__Activity__: The answer must repeat each line of the material exactly.
:::
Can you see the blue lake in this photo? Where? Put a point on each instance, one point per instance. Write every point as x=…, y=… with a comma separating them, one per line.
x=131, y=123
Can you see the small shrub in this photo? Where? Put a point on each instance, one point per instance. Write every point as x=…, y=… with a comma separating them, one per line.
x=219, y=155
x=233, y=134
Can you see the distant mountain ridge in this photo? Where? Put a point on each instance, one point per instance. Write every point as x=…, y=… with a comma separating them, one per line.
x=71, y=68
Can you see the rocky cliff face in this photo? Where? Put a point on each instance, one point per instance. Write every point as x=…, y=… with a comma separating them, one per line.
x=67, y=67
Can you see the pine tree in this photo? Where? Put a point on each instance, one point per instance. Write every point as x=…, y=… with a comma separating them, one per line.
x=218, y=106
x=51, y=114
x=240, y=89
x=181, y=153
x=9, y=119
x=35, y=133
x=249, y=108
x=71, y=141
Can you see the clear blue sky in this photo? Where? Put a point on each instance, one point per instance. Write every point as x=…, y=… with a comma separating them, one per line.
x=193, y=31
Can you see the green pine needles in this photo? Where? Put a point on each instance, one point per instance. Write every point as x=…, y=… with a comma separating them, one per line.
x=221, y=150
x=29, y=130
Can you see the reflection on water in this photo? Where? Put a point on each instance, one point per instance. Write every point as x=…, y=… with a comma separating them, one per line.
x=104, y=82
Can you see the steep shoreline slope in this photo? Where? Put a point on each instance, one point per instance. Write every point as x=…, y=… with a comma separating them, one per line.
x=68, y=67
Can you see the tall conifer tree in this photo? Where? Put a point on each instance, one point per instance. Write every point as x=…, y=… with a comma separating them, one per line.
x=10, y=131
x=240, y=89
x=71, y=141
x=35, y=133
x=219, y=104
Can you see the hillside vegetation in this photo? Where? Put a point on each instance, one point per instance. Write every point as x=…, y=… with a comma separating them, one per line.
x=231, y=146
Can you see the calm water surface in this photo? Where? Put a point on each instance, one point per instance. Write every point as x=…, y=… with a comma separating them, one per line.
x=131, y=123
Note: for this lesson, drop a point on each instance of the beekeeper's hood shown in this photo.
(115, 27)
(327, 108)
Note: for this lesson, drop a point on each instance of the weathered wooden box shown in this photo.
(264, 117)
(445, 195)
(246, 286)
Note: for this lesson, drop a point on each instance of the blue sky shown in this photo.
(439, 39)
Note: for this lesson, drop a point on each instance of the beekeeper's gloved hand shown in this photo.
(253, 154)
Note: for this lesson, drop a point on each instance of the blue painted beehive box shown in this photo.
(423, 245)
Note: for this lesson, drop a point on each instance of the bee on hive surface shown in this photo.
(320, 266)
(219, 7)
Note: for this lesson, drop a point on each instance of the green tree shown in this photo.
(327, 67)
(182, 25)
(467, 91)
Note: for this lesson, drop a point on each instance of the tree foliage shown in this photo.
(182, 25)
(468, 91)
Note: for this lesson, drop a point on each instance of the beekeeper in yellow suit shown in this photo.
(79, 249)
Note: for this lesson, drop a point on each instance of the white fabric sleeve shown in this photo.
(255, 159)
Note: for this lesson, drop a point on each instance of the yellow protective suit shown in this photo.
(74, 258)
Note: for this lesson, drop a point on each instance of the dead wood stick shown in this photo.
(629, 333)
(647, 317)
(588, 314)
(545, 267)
:::
__Solution__:
Can you see the blue lake in this photo? Where? Put a point on each instance, one point per instance. Write every point as x=…, y=… with a comma separating them, one per line.
x=131, y=123
Can you see the small shrub in this photo? Where? Put a point on each instance, one point per instance. Write every point as x=…, y=… with a comma separating them, one per line.
x=219, y=155
x=233, y=134
Can you see the distant mountain ridge in this photo? Where? Put a point on each instance, one point per instance. Write every point as x=…, y=… with a comma separating them, one per line.
x=71, y=68
Can you see the rocky cliff face in this photo? Where? Put a point on each instance, one point per instance. Write every point as x=…, y=… with a comma separating them, one per line.
x=67, y=67
Can you see the pine tree in this photo? Where? Put a point on each instance, one point per instance. Write every point as x=…, y=… with a comma separating them, one per line.
x=218, y=106
x=51, y=114
x=240, y=89
x=181, y=153
x=9, y=119
x=35, y=133
x=249, y=108
x=71, y=141
Can you see the clear blue sky in this photo? Where? Put a point on each instance, one point per instance. Write every point as x=…, y=… with a comma separating them, one per line.
x=193, y=31
Can you see the green pine needles in this photo? Where? Put a point on each instance, one point per instance. Write every point as x=…, y=… with a comma separating them, one per line.
x=221, y=150
x=29, y=130
Can you see the reflection on water in this photo? Where? Put a point on each instance, one point per instance. Write every point as x=…, y=… with a comma separating them, one per line.
x=104, y=82
Can you see the steep shoreline slope in this photo? Where? Put a point on each instance, one point per instance. Write every point as x=…, y=… with a comma separating them, one per line.
x=68, y=67
Can you see the tall conifer tree in this photo? Where? Put a point on each instance, one point per instance. Write every point as x=…, y=… with a comma separating them, one per line.
x=10, y=131
x=240, y=89
x=71, y=141
x=35, y=133
x=219, y=104
Can you see the hillside vegetation in this photo? Where? Put a point on each instance, one point per instance. Write every point as x=…, y=… with a comma separating them, one per line.
x=231, y=146
Can you see the calm water surface in this photo? Where? Put a point on each instance, one point per instance. Write every point as x=…, y=… with a comma separating them, one per line.
x=131, y=123
Note: for this lesson, drop a point on each instance of the beekeeper's hood shown in this photo.
(115, 27)
(327, 108)
Note: for this lesson, drop a point on each instance of the weathered wooden box shown in this photo.
(264, 117)
(445, 195)
(246, 286)
Note: for this lesson, drop a point on each instance of the blue sky shown in this photo.
(439, 39)
Note: for this lesson, drop a point on each instance of the beekeeper's gloved hand shown in this photo.
(253, 154)
Note: for this lesson, drop a point on each instance of the blue painted beehive box shown in this photo.
(423, 245)
Note: for this lesson, drop a point on each instance of the bee on hive surface shown in this photo.
(320, 266)
(219, 7)
Note: for this lesson, drop a point on each instance of the green tree shown in this photo.
(327, 67)
(182, 25)
(467, 91)
Note: for this lesson, drop a point on each instance of the tree foliage shown in this photo.
(182, 25)
(468, 91)
Note: for this lesson, drop a point on each instance of the beekeeper in yellow suit shown in this photo.
(79, 249)
Note: for this lesson, drop a point on each instance of the white fabric sleeve shown in this photo.
(255, 159)
Note: for this lesson, drop a point on each instance of the yellow protective suit shown in this photo.
(74, 258)
Note: for this lesson, drop a point on each instance of the dead wood stick shown in this photo.
(629, 333)
(647, 317)
(588, 314)
(545, 267)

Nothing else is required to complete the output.